__Task prompt__
For each line in the data below, write an exact copy.

__Saved entries__
'''

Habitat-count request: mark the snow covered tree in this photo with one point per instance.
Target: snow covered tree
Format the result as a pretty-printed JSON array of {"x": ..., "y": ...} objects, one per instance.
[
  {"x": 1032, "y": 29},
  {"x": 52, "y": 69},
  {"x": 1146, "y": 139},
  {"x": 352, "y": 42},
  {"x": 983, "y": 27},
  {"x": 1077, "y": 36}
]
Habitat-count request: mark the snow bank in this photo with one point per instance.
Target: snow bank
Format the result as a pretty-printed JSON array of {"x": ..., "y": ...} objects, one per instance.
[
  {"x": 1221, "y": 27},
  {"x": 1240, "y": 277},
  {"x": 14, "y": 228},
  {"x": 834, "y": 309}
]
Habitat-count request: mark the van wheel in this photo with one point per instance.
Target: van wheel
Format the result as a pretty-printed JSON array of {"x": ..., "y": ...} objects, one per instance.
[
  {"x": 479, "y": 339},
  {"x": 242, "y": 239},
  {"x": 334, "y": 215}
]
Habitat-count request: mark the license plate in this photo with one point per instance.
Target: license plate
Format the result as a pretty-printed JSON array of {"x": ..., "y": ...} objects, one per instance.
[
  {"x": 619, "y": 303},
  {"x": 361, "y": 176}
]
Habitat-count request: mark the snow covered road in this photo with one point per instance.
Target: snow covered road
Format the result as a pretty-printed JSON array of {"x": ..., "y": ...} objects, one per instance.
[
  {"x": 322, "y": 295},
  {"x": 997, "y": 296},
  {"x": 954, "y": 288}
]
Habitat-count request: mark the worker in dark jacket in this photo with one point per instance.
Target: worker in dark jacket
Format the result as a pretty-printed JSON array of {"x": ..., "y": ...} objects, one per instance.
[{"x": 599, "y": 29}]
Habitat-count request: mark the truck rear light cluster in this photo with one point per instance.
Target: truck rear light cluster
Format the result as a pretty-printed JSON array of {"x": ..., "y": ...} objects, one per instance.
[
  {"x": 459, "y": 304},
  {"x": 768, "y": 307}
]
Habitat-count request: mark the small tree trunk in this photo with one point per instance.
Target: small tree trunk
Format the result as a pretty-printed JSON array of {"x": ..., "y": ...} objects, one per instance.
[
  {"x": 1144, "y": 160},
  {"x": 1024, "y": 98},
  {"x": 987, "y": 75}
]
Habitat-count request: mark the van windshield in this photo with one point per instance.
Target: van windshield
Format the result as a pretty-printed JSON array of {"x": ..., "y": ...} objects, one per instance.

'''

__Exercise answer__
Habitat-count request: mark the snow covered tree in this photo with one point per instance.
Target: snow covered tree
Format the result as a pretty-printed JSON array of {"x": ..., "y": ...} objects, one per instance.
[
  {"x": 1032, "y": 29},
  {"x": 52, "y": 69},
  {"x": 1146, "y": 139},
  {"x": 352, "y": 42},
  {"x": 983, "y": 27},
  {"x": 1077, "y": 36}
]
Habitat-count request: mark the snow bank in this photo with one point per instance.
Target: snow bank
Format the result as a pretty-printed JSON array of {"x": ..., "y": ...} objects, one per instance.
[
  {"x": 1221, "y": 27},
  {"x": 1240, "y": 277},
  {"x": 14, "y": 228},
  {"x": 834, "y": 309}
]
Habitat-count request: mark the van wheel in this photo with one point per instance.
Target: van wheel
Format the result as a pretty-printed JSON array of {"x": ..., "y": ...} objects, one per instance.
[
  {"x": 479, "y": 339},
  {"x": 242, "y": 239},
  {"x": 334, "y": 215}
]
Habitat-count request: mark the license plate in this photo with one point per instance.
Target: license plate
Format the result as a pretty-printed JSON array of {"x": ..., "y": ...} objects, one per instance.
[
  {"x": 619, "y": 303},
  {"x": 361, "y": 176}
]
Habitat-count request: mark the snow covered road in this photo with one point per instance.
Target: snow covered road
Format the result as a pretty-printed JSON array of {"x": ..., "y": ...} objects, one per instance.
[
  {"x": 322, "y": 295},
  {"x": 997, "y": 296},
  {"x": 954, "y": 288}
]
Habitat-count request: mark the worker in dark jacket in this photo with one point per instance.
Target: worker in dark jacket
Format the result as a pretty-printed JSON array of {"x": ..., "y": ...} objects, one per instance.
[{"x": 599, "y": 29}]
Habitat-count request: mark the truck rear light cluster in this photo with one point per instance.
Target: truck rear light cluster
Format the result as a pretty-printed JSON array of {"x": ..., "y": ...} objects, one per instance.
[
  {"x": 459, "y": 304},
  {"x": 768, "y": 307}
]
Habitat-count request: mark the small tree trunk in this photo with one point per instance.
Target: small tree trunk
Format the result as a pretty-printed JSON array of {"x": ..., "y": ...} objects, one per instance.
[
  {"x": 1144, "y": 160},
  {"x": 1024, "y": 98},
  {"x": 987, "y": 75}
]
Habitat-count request: mark the van windshield in this photo with one point per instance.
Target: van windshield
Format the result as a pretty-printed JSON array of {"x": ..., "y": ...} objects, one per instance.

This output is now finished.